DATA RECORDS:
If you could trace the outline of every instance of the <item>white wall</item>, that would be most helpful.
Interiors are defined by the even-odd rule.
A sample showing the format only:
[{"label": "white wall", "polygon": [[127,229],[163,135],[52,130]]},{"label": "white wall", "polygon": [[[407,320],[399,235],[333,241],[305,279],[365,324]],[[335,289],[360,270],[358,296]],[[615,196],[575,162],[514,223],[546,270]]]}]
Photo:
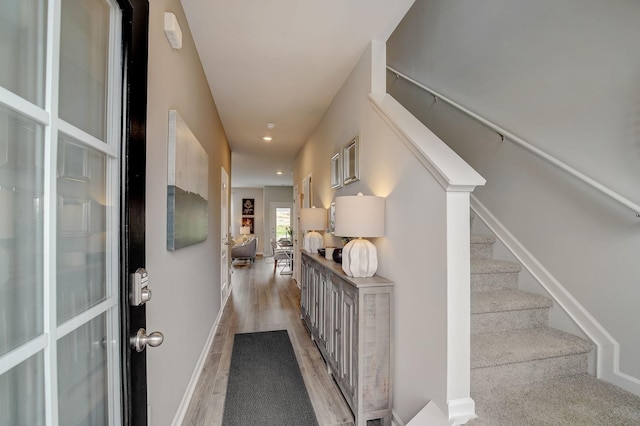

ASSIGNMENT: Without the pictures, retype the whole of the material above exactly.

OUTPUT BELOW:
If you could trace the outline of every instance of the <item>white wall</item>, that would be most helpful.
Interiors are defined by the even-odd rule.
A sample showing the format only:
[{"label": "white wall", "polygon": [[127,229],[163,135],[52,130]]},{"label": "white wall", "polygon": [[[407,320],[399,235],[333,241],[305,279],[365,324]],[[335,289],[360,270],[358,296]],[[615,196],[575,162],[514,223],[546,270]]]}]
Photo:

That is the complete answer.